[Natural language region descriptions]
──────────────────────────────
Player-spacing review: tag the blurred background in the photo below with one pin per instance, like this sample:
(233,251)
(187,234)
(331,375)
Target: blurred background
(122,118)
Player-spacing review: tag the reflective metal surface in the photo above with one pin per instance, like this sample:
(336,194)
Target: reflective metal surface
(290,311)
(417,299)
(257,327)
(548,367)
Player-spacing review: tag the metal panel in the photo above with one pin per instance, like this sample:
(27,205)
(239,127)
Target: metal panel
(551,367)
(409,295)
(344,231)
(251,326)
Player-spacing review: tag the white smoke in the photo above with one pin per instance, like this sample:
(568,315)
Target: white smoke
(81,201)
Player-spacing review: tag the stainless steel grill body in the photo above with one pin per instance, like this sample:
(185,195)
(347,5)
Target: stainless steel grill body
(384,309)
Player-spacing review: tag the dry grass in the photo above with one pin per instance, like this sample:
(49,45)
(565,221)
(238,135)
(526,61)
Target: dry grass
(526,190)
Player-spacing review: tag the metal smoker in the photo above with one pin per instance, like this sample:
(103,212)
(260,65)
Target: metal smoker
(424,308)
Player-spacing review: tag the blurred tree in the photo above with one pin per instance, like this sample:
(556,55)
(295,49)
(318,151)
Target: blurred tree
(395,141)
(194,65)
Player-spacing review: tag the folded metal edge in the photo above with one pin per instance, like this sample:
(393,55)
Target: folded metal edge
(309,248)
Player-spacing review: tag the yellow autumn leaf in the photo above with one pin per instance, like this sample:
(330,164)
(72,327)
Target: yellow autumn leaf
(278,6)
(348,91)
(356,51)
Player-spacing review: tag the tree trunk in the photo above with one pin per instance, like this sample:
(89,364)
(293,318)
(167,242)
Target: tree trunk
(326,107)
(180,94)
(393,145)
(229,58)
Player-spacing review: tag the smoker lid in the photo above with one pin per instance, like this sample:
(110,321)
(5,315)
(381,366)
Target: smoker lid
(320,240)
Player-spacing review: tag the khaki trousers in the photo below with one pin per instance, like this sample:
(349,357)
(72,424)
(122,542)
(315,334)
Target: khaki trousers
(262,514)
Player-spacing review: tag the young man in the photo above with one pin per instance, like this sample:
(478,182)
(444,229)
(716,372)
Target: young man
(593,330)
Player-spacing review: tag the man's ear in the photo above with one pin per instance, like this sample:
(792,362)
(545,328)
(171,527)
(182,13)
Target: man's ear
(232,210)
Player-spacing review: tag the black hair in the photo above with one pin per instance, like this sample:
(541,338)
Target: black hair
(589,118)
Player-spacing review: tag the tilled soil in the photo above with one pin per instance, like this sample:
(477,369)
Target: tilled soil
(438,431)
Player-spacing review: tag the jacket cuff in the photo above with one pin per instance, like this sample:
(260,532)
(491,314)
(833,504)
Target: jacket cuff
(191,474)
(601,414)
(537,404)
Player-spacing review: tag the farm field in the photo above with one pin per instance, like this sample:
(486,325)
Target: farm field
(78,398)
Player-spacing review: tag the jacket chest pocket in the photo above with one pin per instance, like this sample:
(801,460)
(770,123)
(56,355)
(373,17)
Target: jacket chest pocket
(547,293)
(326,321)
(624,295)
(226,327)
──────────────────────────────
The data given before this task must be transcribed exactly and in full.

• _COMPLETED EXERCISE_
Player-spacing review: tag the blurred background in the photo below with one pin per instance, like this sample:
(233,251)
(187,234)
(331,375)
Target: blurred background
(122,118)
Player-spacing review: tag the reflective metal surface in the photo above with one pin per instance, like this sample:
(336,194)
Target: reflective metal surface
(290,311)
(417,299)
(257,327)
(548,367)
Player-spacing review: tag the metal panel in the photo above with one pin per instance, like this sample:
(27,205)
(239,127)
Target: metal panel
(551,367)
(409,295)
(344,231)
(251,326)
Player-spacing review: tag the white smoke in the photo above with one pin per instance, like this sample:
(568,315)
Target: white smoke
(81,201)
Player-spacing review: tag the stainless steel grill body in the photo above with one pin per instance, like this sample:
(185,195)
(347,5)
Target: stainless steel grill body
(384,309)
Player-spacing review: tag the dry grass in the photo above with one pin per instance, like this sample:
(49,45)
(565,221)
(238,135)
(526,61)
Target: dry grass
(526,190)
Player-spacing review: tag the metal smoker in the photo above with one pin per instance, like this sample:
(103,212)
(260,65)
Target: metal smoker
(424,308)
Player-spacing review: tag the blurred tree in the photo above with one pin per instance, like this sample:
(556,55)
(295,49)
(318,151)
Target: blurred tree
(395,141)
(194,65)
Player-spacing review: tag the folded metal edge in the photo above with one pin per instance, like this sample:
(393,55)
Target: folded metal edge
(309,248)
Player-spacing review: tag the yellow autumn leaf in the photo above with one pin per instance, like this sample:
(330,164)
(72,327)
Target: yellow autumn leaf
(278,6)
(348,91)
(356,51)
Player-spacing review: tag the tree trunk in the photo above with one pin per instance, like this sample:
(89,364)
(293,318)
(167,242)
Target: tree trunk
(326,107)
(180,94)
(393,145)
(229,58)
Player-spacing review: tag the smoker lid in the photo above with one pin per instance, like this sample:
(110,321)
(5,315)
(381,366)
Target: smoker lid
(320,240)
Player-spacing review: tag the khaki trousers in the photo below with one pin per instance, like this sample:
(349,357)
(72,424)
(122,542)
(315,334)
Target: khaki trousers
(262,514)
Player-spacing review: tag the young man in the photo above with one pin per instance, like this sample:
(478,182)
(444,229)
(716,372)
Target: young man
(593,330)
Player-spacing review: tag the man's ear in the photo above with one pin per instance, like this sample:
(792,362)
(545,328)
(171,527)
(182,13)
Target: man's ear
(232,210)
Player-spacing review: tag the black hair in the photo above with one pin per instance, like this sample:
(541,338)
Target: black hair
(589,118)
Player-spacing review: tag the tilled soil in the photo above with one pin per instance, like this sample:
(477,369)
Target: tilled soil
(438,431)
Player-spacing review: tag the jacket cuff in the photo above with one pin per instance, like this sample:
(260,532)
(491,314)
(833,504)
Target: jacket cuff
(191,474)
(601,414)
(537,404)
Player-spacing review: tag the farm field in the photo above with one pin per instance, like this sample:
(486,325)
Target: farm field
(78,398)
Player-spacing review: tag the jacket chest pocket in the photo above with one pin per instance, like this sample:
(801,460)
(770,123)
(56,355)
(373,17)
Target: jacket chest pocket
(547,293)
(326,321)
(624,295)
(226,327)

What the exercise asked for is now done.